**ACTIVITY:** Each line from the one containing "Find the stair tread" through the end of the entries below should be transcribed exactly, and no other line.

**Point localization data:**
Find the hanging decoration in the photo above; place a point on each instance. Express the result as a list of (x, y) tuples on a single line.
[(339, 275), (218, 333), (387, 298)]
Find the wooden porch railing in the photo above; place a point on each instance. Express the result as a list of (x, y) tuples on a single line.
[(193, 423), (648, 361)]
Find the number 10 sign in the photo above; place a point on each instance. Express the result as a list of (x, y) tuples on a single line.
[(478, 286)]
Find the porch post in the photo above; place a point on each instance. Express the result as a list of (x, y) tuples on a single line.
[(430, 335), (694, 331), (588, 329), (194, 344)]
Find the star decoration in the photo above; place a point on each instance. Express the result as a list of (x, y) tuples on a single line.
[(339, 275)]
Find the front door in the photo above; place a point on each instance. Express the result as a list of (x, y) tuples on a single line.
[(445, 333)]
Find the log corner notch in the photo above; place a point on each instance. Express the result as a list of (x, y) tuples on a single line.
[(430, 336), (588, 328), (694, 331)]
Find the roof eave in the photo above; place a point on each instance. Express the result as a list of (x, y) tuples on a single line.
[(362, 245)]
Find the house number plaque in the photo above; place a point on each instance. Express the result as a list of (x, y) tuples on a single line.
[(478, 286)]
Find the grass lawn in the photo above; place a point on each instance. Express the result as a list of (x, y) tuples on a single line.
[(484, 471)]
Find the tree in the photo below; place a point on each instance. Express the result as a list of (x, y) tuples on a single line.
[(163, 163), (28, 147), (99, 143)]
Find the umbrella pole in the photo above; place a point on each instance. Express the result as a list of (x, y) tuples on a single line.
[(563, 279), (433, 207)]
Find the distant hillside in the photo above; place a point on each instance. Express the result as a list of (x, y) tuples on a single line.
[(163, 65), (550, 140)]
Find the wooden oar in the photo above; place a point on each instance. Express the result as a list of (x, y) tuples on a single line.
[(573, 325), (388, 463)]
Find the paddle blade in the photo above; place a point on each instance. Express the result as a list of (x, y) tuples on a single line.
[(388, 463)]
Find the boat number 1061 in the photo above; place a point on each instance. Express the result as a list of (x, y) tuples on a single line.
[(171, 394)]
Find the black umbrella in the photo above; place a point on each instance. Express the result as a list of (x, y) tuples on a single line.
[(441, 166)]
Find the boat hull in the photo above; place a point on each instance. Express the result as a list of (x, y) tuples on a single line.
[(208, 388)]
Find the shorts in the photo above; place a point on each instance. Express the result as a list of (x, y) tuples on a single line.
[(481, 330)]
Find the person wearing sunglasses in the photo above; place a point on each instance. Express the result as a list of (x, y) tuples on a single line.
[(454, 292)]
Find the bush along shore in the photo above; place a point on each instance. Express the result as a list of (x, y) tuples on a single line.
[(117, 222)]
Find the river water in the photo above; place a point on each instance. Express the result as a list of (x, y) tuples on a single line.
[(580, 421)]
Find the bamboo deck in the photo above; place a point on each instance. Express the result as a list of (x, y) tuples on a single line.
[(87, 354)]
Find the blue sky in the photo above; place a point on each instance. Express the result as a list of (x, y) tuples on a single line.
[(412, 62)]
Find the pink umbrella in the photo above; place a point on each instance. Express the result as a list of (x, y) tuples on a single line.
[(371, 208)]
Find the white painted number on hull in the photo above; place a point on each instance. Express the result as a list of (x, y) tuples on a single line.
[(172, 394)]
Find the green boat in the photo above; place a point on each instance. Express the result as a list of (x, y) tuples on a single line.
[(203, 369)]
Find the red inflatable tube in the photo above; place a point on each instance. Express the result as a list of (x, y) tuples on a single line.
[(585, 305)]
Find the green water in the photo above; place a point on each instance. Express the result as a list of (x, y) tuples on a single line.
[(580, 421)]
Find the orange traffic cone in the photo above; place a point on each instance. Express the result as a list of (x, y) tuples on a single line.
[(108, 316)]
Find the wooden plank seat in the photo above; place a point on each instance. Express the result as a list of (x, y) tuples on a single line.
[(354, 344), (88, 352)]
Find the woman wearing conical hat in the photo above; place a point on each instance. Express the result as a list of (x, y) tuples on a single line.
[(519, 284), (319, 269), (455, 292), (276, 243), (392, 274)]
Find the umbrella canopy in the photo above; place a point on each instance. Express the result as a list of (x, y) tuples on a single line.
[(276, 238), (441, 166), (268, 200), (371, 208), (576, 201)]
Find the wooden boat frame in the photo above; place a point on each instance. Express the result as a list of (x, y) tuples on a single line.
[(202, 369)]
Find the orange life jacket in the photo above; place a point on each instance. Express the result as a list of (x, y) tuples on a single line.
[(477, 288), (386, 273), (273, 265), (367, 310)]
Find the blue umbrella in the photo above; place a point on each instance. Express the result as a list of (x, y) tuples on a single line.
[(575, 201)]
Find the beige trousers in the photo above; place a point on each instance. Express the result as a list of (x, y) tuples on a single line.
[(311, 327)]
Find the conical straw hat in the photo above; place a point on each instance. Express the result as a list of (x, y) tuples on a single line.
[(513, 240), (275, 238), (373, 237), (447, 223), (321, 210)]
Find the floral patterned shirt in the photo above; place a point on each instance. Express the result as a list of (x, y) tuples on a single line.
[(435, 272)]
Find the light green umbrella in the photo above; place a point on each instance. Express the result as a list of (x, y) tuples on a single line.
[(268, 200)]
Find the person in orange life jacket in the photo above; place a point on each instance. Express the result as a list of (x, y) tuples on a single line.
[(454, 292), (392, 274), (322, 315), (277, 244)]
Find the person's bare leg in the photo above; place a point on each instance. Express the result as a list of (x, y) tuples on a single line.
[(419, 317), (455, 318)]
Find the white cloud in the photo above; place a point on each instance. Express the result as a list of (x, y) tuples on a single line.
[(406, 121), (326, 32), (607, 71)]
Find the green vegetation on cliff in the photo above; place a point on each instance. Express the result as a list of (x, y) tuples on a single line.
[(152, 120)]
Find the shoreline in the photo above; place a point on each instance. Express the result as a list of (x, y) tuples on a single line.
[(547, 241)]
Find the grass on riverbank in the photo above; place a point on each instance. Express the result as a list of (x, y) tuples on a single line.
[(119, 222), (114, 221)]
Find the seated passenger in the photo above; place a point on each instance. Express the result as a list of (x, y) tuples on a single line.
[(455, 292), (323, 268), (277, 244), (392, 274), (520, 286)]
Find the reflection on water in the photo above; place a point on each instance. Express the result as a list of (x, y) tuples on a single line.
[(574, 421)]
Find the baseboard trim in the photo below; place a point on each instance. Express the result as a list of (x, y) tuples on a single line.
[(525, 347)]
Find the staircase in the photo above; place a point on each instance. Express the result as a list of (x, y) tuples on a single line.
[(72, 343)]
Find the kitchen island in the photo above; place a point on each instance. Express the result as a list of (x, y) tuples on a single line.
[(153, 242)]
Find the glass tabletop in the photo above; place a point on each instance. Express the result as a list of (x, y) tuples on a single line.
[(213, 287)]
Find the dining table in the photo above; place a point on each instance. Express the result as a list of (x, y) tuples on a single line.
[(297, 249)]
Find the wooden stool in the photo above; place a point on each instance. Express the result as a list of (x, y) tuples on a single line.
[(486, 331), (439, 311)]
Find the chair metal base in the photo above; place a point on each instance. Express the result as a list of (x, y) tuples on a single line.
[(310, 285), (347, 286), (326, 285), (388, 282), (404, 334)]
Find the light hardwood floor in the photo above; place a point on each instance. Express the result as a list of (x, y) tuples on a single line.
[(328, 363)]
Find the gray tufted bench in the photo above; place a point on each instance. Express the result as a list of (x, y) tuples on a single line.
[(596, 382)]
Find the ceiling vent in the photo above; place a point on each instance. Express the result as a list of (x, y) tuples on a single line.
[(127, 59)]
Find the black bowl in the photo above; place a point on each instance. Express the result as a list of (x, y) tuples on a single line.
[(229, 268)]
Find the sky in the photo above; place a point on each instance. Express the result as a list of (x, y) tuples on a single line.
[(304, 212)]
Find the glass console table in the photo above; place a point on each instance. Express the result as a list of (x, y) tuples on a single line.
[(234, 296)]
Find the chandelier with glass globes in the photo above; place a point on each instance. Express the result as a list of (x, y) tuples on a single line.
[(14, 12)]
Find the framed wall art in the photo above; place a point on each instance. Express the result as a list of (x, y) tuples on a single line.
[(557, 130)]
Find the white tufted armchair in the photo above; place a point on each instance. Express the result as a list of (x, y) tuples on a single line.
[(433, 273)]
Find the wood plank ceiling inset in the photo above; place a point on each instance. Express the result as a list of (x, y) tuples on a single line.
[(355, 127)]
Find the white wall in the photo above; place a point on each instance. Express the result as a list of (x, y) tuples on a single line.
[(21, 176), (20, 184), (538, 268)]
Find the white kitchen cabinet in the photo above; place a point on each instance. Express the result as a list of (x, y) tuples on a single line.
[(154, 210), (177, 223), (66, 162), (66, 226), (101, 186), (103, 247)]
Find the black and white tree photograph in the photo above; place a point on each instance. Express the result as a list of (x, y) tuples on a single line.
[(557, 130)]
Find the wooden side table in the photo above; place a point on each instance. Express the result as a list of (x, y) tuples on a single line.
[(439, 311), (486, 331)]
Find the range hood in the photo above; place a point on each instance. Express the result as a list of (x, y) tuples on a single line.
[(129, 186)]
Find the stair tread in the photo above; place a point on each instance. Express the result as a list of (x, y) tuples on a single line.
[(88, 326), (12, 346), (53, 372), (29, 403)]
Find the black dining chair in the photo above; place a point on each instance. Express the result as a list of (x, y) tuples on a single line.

**RESULT FOR THIS EXERCISE:**
Find the stair tread in the photo above; place a point on each instance. Express the result as a list of (x, y) tuples on a single line.
[(88, 326), (12, 346), (53, 372), (29, 403)]
Find the black dining chair in the photo above; place a point on each instance. Express the result as a list of (x, y) tuples on a single line.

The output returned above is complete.